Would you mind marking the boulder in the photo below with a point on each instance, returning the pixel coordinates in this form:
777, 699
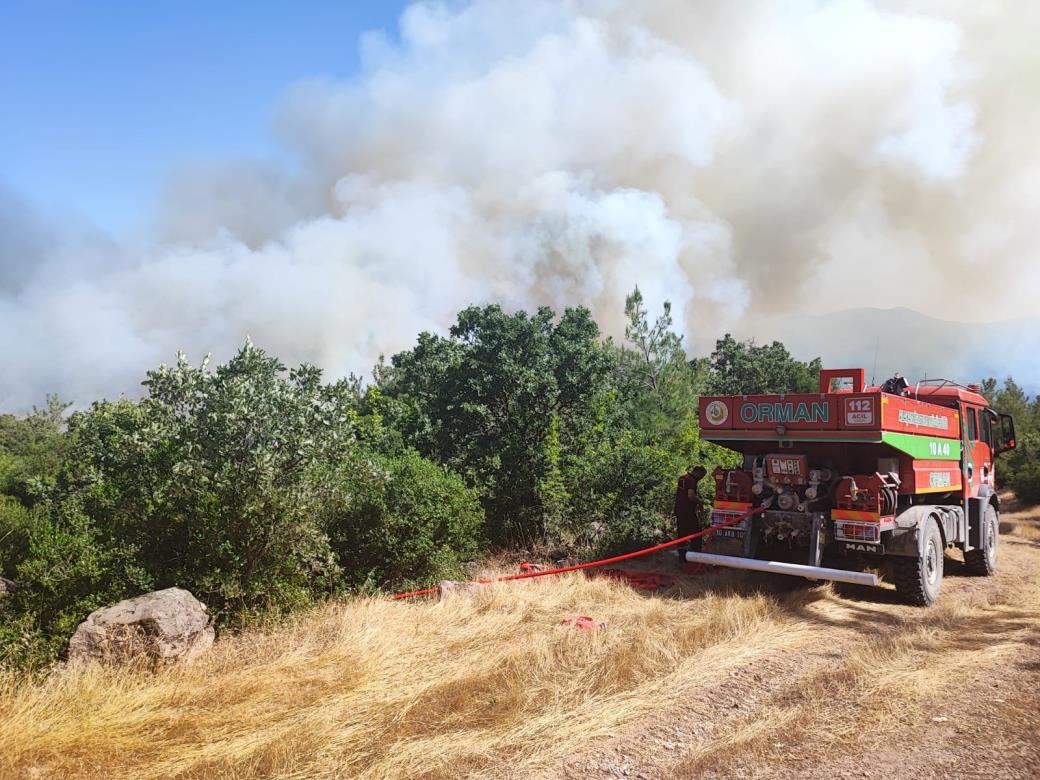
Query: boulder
162, 627
449, 588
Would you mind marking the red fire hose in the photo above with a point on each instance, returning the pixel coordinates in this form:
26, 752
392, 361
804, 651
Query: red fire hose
593, 564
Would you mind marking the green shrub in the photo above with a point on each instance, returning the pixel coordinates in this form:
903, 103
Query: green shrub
63, 569
401, 519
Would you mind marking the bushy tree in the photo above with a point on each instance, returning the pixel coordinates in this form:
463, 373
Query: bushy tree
746, 367
400, 519
482, 399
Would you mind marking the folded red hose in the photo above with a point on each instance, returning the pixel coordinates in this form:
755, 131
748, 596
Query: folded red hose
593, 564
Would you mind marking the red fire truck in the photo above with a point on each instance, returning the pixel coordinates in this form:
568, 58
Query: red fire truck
856, 478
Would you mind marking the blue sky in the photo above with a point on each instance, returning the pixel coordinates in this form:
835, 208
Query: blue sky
100, 100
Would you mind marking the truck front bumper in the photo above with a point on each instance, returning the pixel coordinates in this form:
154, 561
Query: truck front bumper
775, 567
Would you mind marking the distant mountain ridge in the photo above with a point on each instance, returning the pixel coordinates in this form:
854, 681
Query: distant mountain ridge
914, 344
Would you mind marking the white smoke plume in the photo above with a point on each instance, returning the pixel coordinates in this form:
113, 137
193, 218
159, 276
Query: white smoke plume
747, 161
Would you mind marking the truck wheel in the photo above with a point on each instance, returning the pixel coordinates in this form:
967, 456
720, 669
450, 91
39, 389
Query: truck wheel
982, 562
919, 579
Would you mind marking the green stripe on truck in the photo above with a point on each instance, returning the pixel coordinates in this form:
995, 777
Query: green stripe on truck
924, 447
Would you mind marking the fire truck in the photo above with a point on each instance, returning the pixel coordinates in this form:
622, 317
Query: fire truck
853, 481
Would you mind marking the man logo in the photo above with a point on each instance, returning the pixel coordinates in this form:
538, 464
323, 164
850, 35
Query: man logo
717, 413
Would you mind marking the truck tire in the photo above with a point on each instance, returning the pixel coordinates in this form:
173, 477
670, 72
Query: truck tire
919, 579
982, 562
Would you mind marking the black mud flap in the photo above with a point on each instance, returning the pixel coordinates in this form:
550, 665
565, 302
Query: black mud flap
977, 513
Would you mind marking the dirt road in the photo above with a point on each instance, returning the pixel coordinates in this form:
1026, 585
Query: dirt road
710, 678
874, 689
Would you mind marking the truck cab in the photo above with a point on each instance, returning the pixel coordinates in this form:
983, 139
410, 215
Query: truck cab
856, 476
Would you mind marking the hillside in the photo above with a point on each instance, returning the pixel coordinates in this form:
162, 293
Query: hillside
914, 344
708, 679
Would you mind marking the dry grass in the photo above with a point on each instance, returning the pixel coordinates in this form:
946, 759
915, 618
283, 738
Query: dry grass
380, 690
493, 685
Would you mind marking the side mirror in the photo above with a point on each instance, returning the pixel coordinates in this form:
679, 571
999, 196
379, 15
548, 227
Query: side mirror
1006, 440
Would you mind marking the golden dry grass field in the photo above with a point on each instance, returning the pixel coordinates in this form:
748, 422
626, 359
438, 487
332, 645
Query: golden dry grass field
711, 678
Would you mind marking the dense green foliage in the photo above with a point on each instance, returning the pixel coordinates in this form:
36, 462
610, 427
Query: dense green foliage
261, 489
251, 486
1020, 468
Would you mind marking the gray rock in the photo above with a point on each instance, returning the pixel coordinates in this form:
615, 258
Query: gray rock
449, 588
163, 627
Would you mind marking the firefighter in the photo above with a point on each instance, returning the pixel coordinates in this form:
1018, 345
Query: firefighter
689, 510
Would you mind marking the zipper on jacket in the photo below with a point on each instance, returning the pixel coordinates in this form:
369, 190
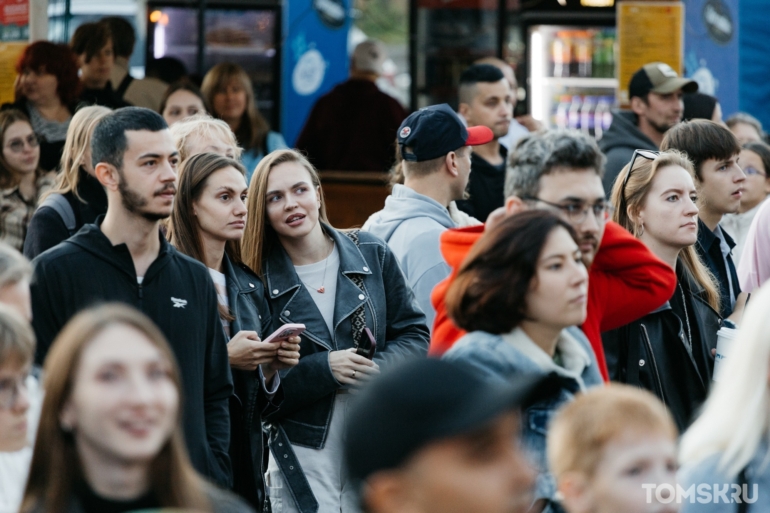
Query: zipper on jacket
646, 337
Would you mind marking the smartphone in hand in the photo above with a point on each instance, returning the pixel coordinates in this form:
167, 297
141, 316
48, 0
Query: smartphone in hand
285, 332
366, 345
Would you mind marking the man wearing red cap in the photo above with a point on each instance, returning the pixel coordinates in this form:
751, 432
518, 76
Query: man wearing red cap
435, 146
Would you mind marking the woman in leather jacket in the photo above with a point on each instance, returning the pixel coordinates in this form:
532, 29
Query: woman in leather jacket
207, 224
339, 285
668, 351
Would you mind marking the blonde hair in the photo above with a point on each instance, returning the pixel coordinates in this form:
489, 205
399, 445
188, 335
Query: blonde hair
580, 431
17, 340
629, 194
253, 127
202, 125
55, 462
78, 139
736, 417
259, 236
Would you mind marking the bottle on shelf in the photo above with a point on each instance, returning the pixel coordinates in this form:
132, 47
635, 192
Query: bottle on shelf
587, 115
573, 117
562, 111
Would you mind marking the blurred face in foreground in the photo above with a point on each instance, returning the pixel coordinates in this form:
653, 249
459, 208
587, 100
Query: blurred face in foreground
484, 471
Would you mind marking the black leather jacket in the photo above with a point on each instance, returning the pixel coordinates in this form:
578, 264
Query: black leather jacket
248, 304
645, 353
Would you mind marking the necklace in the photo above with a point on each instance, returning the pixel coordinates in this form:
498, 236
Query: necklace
322, 289
686, 317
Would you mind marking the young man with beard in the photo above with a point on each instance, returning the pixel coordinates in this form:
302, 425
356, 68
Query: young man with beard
562, 170
486, 100
655, 92
714, 151
123, 257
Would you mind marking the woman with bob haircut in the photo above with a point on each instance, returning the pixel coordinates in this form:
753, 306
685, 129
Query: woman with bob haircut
728, 444
20, 398
668, 351
110, 436
182, 100
204, 134
77, 193
207, 224
22, 181
47, 91
344, 287
520, 294
228, 90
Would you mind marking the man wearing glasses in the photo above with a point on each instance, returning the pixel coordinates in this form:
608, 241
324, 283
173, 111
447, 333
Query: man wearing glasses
562, 170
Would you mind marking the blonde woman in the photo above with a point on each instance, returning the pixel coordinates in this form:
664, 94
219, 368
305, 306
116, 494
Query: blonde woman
667, 351
204, 134
77, 198
228, 90
727, 446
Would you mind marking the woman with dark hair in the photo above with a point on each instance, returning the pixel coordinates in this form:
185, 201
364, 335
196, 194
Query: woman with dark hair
520, 294
755, 162
92, 44
22, 182
110, 437
668, 351
207, 224
348, 290
228, 90
182, 100
47, 91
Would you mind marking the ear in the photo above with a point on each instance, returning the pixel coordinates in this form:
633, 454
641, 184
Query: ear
451, 163
514, 205
465, 111
107, 175
576, 492
386, 492
638, 105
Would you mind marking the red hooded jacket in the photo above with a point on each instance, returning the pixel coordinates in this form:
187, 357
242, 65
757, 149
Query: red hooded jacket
625, 282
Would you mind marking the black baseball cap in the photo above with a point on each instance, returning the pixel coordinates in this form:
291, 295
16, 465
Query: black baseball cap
659, 77
434, 131
425, 401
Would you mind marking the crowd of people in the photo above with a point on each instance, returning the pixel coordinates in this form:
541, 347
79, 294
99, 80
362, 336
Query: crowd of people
528, 325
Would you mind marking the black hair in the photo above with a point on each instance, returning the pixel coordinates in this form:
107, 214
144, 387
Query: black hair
481, 73
109, 143
123, 35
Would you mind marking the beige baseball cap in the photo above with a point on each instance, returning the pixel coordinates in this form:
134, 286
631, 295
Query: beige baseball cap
659, 77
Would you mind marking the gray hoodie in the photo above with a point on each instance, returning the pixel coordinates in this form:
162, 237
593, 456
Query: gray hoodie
411, 224
619, 143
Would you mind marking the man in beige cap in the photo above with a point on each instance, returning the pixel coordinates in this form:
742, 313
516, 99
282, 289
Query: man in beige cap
656, 106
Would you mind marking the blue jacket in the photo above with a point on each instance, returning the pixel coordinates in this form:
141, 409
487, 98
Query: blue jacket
412, 224
309, 389
497, 359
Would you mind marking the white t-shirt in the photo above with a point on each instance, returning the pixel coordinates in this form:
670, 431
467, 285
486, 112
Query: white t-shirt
220, 284
312, 276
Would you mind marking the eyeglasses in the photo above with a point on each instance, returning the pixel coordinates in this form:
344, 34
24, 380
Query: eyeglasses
17, 145
10, 390
577, 212
752, 171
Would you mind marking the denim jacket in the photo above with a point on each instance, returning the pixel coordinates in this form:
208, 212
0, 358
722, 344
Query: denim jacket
309, 389
502, 357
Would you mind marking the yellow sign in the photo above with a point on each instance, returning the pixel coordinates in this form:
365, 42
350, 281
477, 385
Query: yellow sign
648, 32
9, 54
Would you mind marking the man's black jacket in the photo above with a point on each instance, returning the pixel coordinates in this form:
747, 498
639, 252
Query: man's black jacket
178, 295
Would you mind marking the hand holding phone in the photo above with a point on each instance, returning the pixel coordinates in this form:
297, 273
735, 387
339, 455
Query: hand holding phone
284, 332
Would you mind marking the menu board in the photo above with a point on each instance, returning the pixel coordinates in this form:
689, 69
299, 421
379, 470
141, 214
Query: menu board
648, 32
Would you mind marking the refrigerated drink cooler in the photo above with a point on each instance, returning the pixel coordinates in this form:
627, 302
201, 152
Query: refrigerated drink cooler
572, 76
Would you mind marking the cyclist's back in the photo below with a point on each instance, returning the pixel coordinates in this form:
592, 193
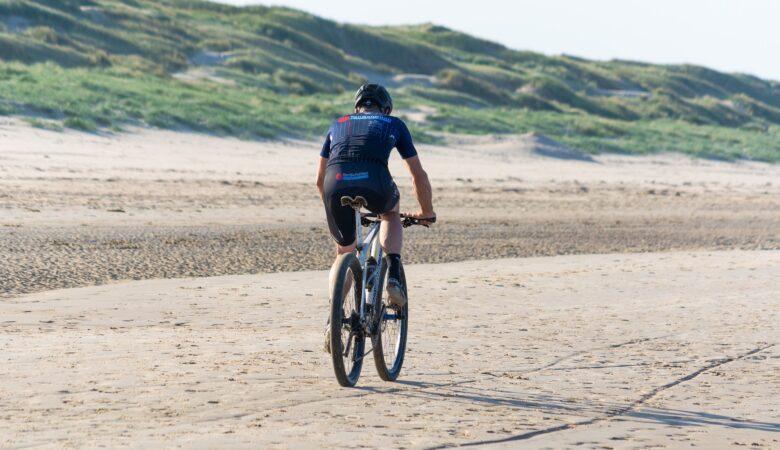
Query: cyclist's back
358, 147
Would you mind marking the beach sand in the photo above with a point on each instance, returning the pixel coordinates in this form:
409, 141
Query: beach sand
656, 350
559, 302
80, 209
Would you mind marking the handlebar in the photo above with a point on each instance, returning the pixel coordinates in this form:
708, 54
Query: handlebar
407, 221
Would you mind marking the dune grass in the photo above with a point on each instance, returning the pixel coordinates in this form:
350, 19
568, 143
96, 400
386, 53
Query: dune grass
268, 72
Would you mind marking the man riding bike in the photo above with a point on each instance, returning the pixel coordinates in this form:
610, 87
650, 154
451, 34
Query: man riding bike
353, 162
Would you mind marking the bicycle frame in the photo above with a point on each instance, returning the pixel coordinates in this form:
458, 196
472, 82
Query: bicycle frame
368, 247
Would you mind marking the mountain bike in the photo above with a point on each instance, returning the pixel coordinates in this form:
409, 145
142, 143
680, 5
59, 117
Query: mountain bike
357, 312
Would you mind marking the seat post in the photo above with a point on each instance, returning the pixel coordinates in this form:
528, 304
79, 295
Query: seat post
359, 231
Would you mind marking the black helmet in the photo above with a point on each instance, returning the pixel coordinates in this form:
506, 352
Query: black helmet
374, 94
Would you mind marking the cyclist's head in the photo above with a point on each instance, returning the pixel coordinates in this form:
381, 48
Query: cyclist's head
373, 96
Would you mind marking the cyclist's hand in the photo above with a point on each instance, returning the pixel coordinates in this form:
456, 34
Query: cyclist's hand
421, 216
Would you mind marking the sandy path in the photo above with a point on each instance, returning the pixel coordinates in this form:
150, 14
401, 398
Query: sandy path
80, 209
629, 351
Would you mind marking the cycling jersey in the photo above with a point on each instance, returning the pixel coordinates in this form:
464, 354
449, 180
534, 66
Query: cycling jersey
358, 147
367, 137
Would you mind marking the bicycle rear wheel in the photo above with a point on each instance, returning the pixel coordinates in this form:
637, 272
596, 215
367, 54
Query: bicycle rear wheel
389, 341
347, 339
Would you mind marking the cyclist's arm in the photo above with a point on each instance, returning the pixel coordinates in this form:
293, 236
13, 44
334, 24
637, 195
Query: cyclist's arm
321, 176
422, 187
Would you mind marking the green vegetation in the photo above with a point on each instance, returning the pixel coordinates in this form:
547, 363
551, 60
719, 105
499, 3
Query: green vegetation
261, 72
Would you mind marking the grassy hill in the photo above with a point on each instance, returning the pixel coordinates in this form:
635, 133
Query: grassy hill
275, 72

........

Starting from the line with "Would you mind marking the cyclist's arm" and ending with the final line of the data, quote every line exactly, both ends included.

## Task result
Would you mind marking the cyclist's arm in the photo above with a point on each instance, returning the pixel coordinates in this form:
293, 236
13, 44
334, 24
637, 195
Query: cyclist's arm
321, 176
422, 187
Would you mind marking the green vegetation in the photo above with a point on each instance, returning the pixel coordinates in this form:
547, 363
551, 60
719, 105
499, 3
Query: green vegetation
261, 72
Would you mind marking the grassy hill in the photo above with a point on each instance, returning the pixel coordinates in this form:
635, 133
Query: grassy hill
275, 72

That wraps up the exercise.